DATA ENTRIES -
● ● ● ● ●

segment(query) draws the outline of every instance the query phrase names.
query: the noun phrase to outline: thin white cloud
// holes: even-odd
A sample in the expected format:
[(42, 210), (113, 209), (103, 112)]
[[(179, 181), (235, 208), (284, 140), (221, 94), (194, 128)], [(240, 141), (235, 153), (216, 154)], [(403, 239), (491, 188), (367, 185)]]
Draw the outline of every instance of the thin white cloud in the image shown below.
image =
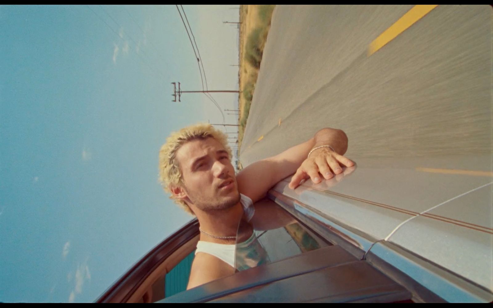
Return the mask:
[(65, 243), (65, 244), (63, 246), (63, 251), (62, 252), (62, 254), (63, 255), (64, 259), (65, 259), (68, 254), (69, 254), (69, 248), (70, 248), (70, 241)]
[(72, 291), (70, 293), (70, 295), (69, 296), (69, 303), (73, 303), (73, 301), (75, 299), (75, 293)]
[(86, 278), (91, 280), (91, 273), (89, 273), (89, 267), (86, 266)]
[(85, 148), (82, 149), (82, 160), (84, 161), (87, 161), (91, 159), (91, 157), (92, 155), (91, 153), (91, 151)]
[(84, 278), (85, 277), (85, 269), (78, 267), (75, 271), (75, 291), (78, 294), (82, 293), (82, 286), (84, 285)]
[[(82, 293), (82, 287), (86, 280), (91, 280), (91, 273), (89, 272), (89, 267), (87, 265), (88, 260), (89, 260), (88, 257), (82, 264), (79, 264), (77, 266), (77, 269), (75, 270), (75, 279), (74, 279), (75, 285), (69, 297), (69, 301), (70, 303), (73, 302), (76, 295)], [(69, 275), (67, 276), (68, 278), (69, 277), (70, 277), (70, 280), (71, 280), (71, 272), (69, 273)], [(69, 282), (70, 281), (69, 281)]]
[(123, 48), (122, 49), (122, 52), (124, 54), (128, 55), (128, 51), (130, 49), (130, 46), (128, 44), (128, 41), (126, 40), (123, 43)]
[(115, 45), (115, 49), (113, 50), (113, 63), (116, 64), (116, 57), (118, 55), (118, 51), (120, 50), (120, 48), (118, 47), (118, 45), (113, 43)]

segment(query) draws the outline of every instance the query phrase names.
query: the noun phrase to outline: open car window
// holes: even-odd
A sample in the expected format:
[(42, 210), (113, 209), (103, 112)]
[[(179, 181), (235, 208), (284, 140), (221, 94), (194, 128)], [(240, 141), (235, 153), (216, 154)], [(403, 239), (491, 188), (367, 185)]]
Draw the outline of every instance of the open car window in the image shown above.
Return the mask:
[(331, 245), (268, 199), (255, 204), (251, 219), (240, 222), (236, 239), (237, 271)]

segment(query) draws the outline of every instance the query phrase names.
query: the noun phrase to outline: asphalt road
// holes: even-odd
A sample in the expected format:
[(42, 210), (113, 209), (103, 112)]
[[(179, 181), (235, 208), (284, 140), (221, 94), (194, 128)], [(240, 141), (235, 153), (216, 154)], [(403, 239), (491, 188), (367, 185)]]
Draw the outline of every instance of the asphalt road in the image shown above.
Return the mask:
[(439, 5), (369, 56), (413, 6), (277, 6), (243, 167), (323, 127), (346, 133), (353, 159), (491, 155), (491, 6)]

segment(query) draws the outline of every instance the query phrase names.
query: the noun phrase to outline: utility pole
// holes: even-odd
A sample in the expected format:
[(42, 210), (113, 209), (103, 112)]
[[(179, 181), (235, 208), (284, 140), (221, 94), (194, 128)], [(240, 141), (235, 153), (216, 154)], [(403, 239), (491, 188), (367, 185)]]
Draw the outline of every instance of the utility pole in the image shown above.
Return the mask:
[(173, 94), (171, 95), (172, 96), (175, 97), (175, 99), (172, 101), (172, 102), (176, 101), (176, 96), (178, 96), (178, 101), (181, 102), (181, 94), (182, 93), (240, 93), (241, 92), (240, 91), (233, 90), (203, 90), (203, 91), (182, 91), (181, 88), (181, 84), (178, 83), (178, 91), (176, 91), (176, 83), (172, 82), (172, 84), (173, 85)]
[(221, 125), (222, 126), (240, 126), (239, 124), (213, 124), (211, 123), (211, 125)]

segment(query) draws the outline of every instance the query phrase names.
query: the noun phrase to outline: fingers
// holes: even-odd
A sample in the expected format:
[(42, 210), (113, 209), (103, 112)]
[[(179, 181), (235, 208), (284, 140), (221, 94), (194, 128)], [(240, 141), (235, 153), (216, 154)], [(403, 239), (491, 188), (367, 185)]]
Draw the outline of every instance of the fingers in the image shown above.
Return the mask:
[(291, 189), (294, 189), (300, 185), (301, 180), (306, 178), (306, 173), (303, 171), (301, 167), (296, 171), (296, 173), (293, 175), (288, 186)]
[(336, 154), (335, 158), (339, 162), (339, 163), (341, 163), (347, 167), (352, 167), (354, 166), (354, 163), (349, 158), (347, 158), (344, 156), (343, 156), (342, 155)]
[(317, 159), (317, 164), (318, 168), (318, 171), (326, 180), (331, 179), (334, 176), (334, 174), (330, 171), (330, 169), (327, 164), (327, 162), (324, 159)]

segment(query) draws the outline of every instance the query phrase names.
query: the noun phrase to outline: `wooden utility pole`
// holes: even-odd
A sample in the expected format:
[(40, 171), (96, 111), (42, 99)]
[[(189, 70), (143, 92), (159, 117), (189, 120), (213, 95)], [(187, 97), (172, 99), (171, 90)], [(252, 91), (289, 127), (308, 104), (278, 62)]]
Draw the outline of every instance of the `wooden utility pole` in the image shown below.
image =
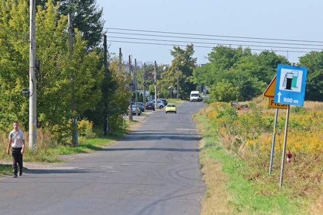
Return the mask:
[(145, 75), (146, 73), (146, 71), (145, 70), (146, 68), (146, 63), (143, 62), (143, 98), (142, 98), (143, 103), (144, 104), (146, 103), (146, 83), (145, 82)]
[[(72, 14), (68, 14), (68, 21), (69, 23), (69, 47), (70, 50), (70, 58), (72, 58), (73, 57), (73, 27), (72, 26), (73, 23), (73, 21), (72, 19)], [(73, 72), (72, 72), (72, 76), (71, 77), (71, 80), (72, 82), (72, 92), (74, 92), (74, 77)], [(73, 99), (75, 99), (74, 97), (73, 97)], [(73, 117), (72, 118), (72, 125), (73, 126), (73, 142), (74, 147), (77, 147), (78, 146), (78, 136), (77, 136), (77, 116), (76, 113), (75, 113), (75, 108), (76, 106), (76, 103), (74, 100), (74, 104), (73, 104), (73, 107), (72, 107), (72, 114), (73, 115)]]
[[(155, 60), (155, 78), (154, 78), (154, 84), (155, 84), (155, 102), (157, 102), (157, 79), (156, 79), (156, 69), (157, 68), (157, 65), (156, 64), (156, 61)], [(157, 103), (156, 103), (156, 105), (157, 105)]]
[[(138, 80), (137, 79), (137, 59), (135, 58), (135, 89), (136, 89), (136, 104), (138, 104)], [(145, 110), (146, 107), (145, 107)], [(136, 109), (136, 116), (138, 116), (138, 109)]]
[(122, 58), (122, 53), (121, 53), (121, 48), (119, 48), (119, 63), (118, 64), (118, 71), (120, 73), (121, 70), (121, 59)]
[[(108, 74), (107, 74), (107, 47), (106, 45), (106, 35), (104, 35), (103, 37), (103, 60), (104, 63), (104, 75), (105, 76), (105, 78), (108, 78)], [(106, 93), (106, 92), (105, 92)], [(106, 135), (109, 133), (109, 104), (107, 104), (108, 101), (105, 101), (105, 115), (104, 116), (104, 128), (103, 131), (104, 135)]]
[(29, 148), (36, 144), (37, 128), (36, 73), (36, 1), (30, 0), (29, 9)]
[[(129, 55), (129, 90), (130, 91), (130, 97), (129, 98), (129, 104), (130, 105), (130, 112), (128, 116), (128, 119), (129, 121), (132, 121), (132, 105), (131, 105), (131, 99), (132, 97), (132, 80), (131, 80), (131, 55)], [(137, 107), (137, 104), (136, 104), (136, 107)]]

● ● ● ● ●

EXERCISE DESCRIPTION - Recast all the lines above as a Markdown table with columns Row and Line, giving each non-blank line its own numbered row and omitting blank lines. Leave the pictures out of the table.

FINISHED EXERCISE -
| Row | Line |
|---|---|
| 1 | segment(query) draws the outline of every instance the query phrase names. |
| 2 | query: the noun phrase to outline: thin white cloud |
| 3 | // holes: even-odd |
| 4 | A sample in the expected format: |
| 5 | [(42, 210), (113, 209), (103, 112)] |
| 6 | [[(179, 181), (235, 208), (284, 140), (221, 94), (194, 128)], [(240, 141), (235, 153), (216, 154)], [(403, 239), (491, 188), (367, 185)]] |
| 7 | Draw the outline of every instance of the thin white cloud in the image shown below. |
| 8 | image = |
| 9 | Return the mask: |
| 10 | [(65, 243), (65, 244), (63, 246), (63, 251), (62, 252), (62, 254), (63, 255), (64, 259), (65, 259), (68, 254), (69, 254), (69, 248), (70, 248), (70, 241)] |
| 11 | [(72, 291), (70, 293), (70, 295), (69, 296), (69, 303), (73, 303), (73, 301), (75, 299), (75, 293)] |
| 12 | [(86, 278), (91, 280), (91, 273), (89, 273), (89, 267), (86, 266)] |
| 13 | [(85, 148), (82, 149), (82, 160), (84, 161), (87, 161), (91, 159), (91, 157), (92, 155), (91, 153), (91, 151)] |
| 14 | [(84, 278), (85, 277), (85, 269), (78, 267), (75, 271), (75, 291), (78, 294), (82, 293), (82, 286), (84, 285)] |
| 15 | [[(82, 293), (82, 287), (86, 280), (91, 280), (91, 273), (89, 272), (89, 267), (87, 265), (88, 260), (89, 260), (88, 257), (82, 264), (79, 264), (77, 266), (77, 269), (75, 270), (75, 279), (74, 279), (75, 285), (69, 297), (69, 301), (70, 303), (73, 302), (76, 295)], [(69, 275), (67, 276), (68, 278), (69, 277), (70, 277), (70, 280), (71, 280), (71, 272), (69, 273)], [(69, 282), (70, 281), (69, 281)]] |
| 16 | [(123, 48), (122, 49), (122, 52), (124, 54), (128, 55), (128, 51), (130, 49), (130, 46), (128, 44), (128, 41), (126, 40), (123, 43)] |
| 17 | [(115, 45), (115, 49), (113, 50), (113, 63), (116, 64), (116, 57), (118, 55), (118, 51), (120, 50), (120, 48), (118, 47), (118, 45), (113, 43)] |
| 18 | segment(query) draws the outline of every instance the query phrase names. |
| 19 | query: the noun phrase to outline: open car window |
| 20 | // holes: even-odd |
| 21 | A sample in the expected format: |
| 22 | [(42, 210), (113, 209), (103, 112)] |
| 23 | [[(179, 181), (235, 208), (284, 140), (221, 94), (194, 128)], [(240, 141), (235, 153), (216, 154)], [(403, 239), (491, 188), (367, 185)]] |
| 24 | Draw the outline of every instance of the open car window in the image shown above. |
| 25 | Return the mask: |
| 26 | [(331, 245), (268, 199), (255, 204), (251, 219), (240, 222), (236, 239), (237, 271)] |
| 27 | segment(query) draws the outline of every instance the query phrase names. |
| 28 | query: the noun phrase to outline: asphalt road |
| 29 | // holes: even-odd |
| 30 | A sample in the expected format: |
| 31 | [(42, 210), (113, 209), (103, 112)] |
| 32 | [[(179, 181), (235, 208), (284, 140), (221, 94), (194, 128)], [(240, 141), (235, 153), (216, 154)], [(403, 239), (491, 188), (367, 185)]] |
| 33 | Draw the outline of every instance of the asphalt road in the image shown above. |
| 34 | Return the mask: |
| 35 | [(439, 5), (369, 56), (413, 6), (277, 6), (243, 167), (323, 127), (346, 133), (353, 159), (491, 155), (491, 6)] |
| 36 | segment(query) draws the outline of every instance the query phrase names. |
| 37 | query: the noun phrase to outline: utility pole |
| 38 | // holes: even-odd |
| 39 | A sample in the expected format: |
| 40 | [(42, 210), (113, 209), (103, 112)] |
| 41 | [[(179, 181), (235, 208), (284, 140), (221, 94), (194, 128)], [(240, 141), (235, 153), (216, 154)], [(403, 239), (491, 188), (367, 185)]] |
| 42 | Draw the outline of every instance of the utility pole in the image shown above. |
| 43 | Return the mask: |
| 44 | [(173, 94), (171, 95), (172, 96), (175, 97), (175, 99), (172, 101), (172, 102), (176, 101), (176, 96), (178, 96), (178, 101), (181, 102), (181, 94), (182, 93), (240, 93), (241, 92), (240, 91), (233, 90), (203, 90), (203, 91), (182, 91), (181, 88), (181, 84), (178, 83), (178, 91), (176, 91), (176, 83), (172, 82), (172, 84), (173, 85)] |
| 45 | [(221, 125), (222, 126), (240, 126), (239, 124), (213, 124), (211, 123), (211, 125)] |
| 46 | segment(query) draws the outline of every instance the query phrase names. |
| 47 | query: the noun phrase to outline: fingers |
| 48 | // holes: even-odd |
| 49 | A sample in the expected format: |
| 50 | [(42, 210), (113, 209), (103, 112)] |
| 51 | [[(179, 181), (235, 208), (284, 140), (221, 94), (194, 128)], [(240, 141), (235, 153), (216, 154)], [(403, 239), (491, 188), (367, 185)]] |
| 52 | Draw the outline of every instance of the fingers in the image shown above. |
| 53 | Return the mask: |
| 54 | [(291, 189), (294, 189), (300, 185), (301, 180), (306, 178), (306, 173), (303, 171), (301, 167), (296, 171), (296, 173), (293, 175), (288, 186)] |
| 55 | [(336, 154), (335, 158), (339, 162), (339, 163), (341, 163), (347, 167), (352, 167), (354, 166), (354, 163), (349, 158), (347, 158), (344, 156), (343, 156), (342, 155)] |
| 56 | [(317, 159), (317, 164), (318, 168), (318, 171), (326, 180), (331, 179), (334, 176), (334, 174), (330, 171), (330, 169), (327, 164), (327, 162), (324, 159)] |
| 57 | segment(query) draws the outline of every instance the query phrase names. |
| 58 | query: the noun phrase to outline: `wooden utility pole` |
| 59 | // holes: even-odd |
| 60 | A sample in the expected format: |
| 61 | [(40, 171), (96, 111), (42, 99)] |
| 62 | [[(189, 70), (143, 92), (159, 117), (189, 120), (213, 95)], [(187, 97), (172, 99), (171, 90)], [(252, 91), (289, 127), (308, 104), (278, 62)]] |
| 63 | Draw the outline of every instance of the `wooden utility pole` in the image shown below. |
| 64 | image = |
| 65 | Return the mask: |
| 66 | [(145, 75), (146, 73), (146, 71), (145, 70), (146, 68), (146, 63), (143, 62), (143, 98), (142, 98), (143, 103), (144, 104), (146, 103), (146, 83), (145, 82)] |
| 67 | [[(72, 14), (68, 14), (68, 21), (69, 23), (69, 47), (70, 50), (70, 58), (72, 58), (73, 57), (73, 27), (72, 26), (73, 23), (73, 21), (72, 19)], [(73, 72), (72, 72), (72, 76), (71, 77), (71, 80), (72, 82), (72, 92), (74, 92), (74, 77)], [(73, 99), (75, 99), (74, 97), (73, 97)], [(73, 117), (72, 118), (72, 125), (73, 126), (73, 142), (74, 147), (77, 147), (78, 146), (78, 136), (77, 136), (77, 116), (76, 113), (75, 113), (75, 108), (76, 106), (76, 103), (74, 100), (74, 104), (73, 104), (73, 107), (72, 107), (72, 114), (73, 115)]] |
| 68 | [[(155, 60), (155, 78), (154, 78), (154, 84), (155, 84), (155, 102), (157, 102), (157, 79), (156, 79), (156, 69), (157, 68), (157, 65), (156, 64), (156, 61)], [(157, 103), (156, 103), (156, 105), (157, 105)]] |
| 69 | [[(138, 80), (137, 79), (137, 59), (135, 58), (135, 89), (136, 89), (136, 104), (138, 104)], [(145, 110), (146, 107), (145, 107)], [(136, 109), (136, 116), (138, 116), (138, 109)]] |
| 70 | [(122, 58), (122, 53), (121, 53), (121, 48), (119, 48), (119, 63), (118, 64), (118, 71), (120, 73), (121, 70), (121, 59)] |
| 71 | [[(108, 74), (107, 74), (107, 47), (106, 45), (106, 35), (104, 35), (103, 37), (103, 60), (104, 63), (104, 75), (105, 76), (105, 78), (108, 78)], [(106, 93), (106, 92), (105, 92)], [(106, 135), (109, 133), (109, 104), (107, 104), (108, 101), (105, 101), (105, 115), (104, 116), (104, 128), (103, 131), (104, 135)]] |
| 72 | [(29, 148), (36, 144), (37, 128), (36, 73), (36, 1), (30, 0), (29, 9)] |
| 73 | [[(129, 55), (129, 90), (130, 91), (130, 97), (129, 98), (129, 104), (130, 105), (130, 112), (128, 116), (128, 119), (129, 121), (132, 121), (132, 105), (131, 105), (131, 99), (132, 97), (132, 80), (131, 80), (131, 55)], [(137, 107), (137, 104), (136, 104), (136, 107)]] |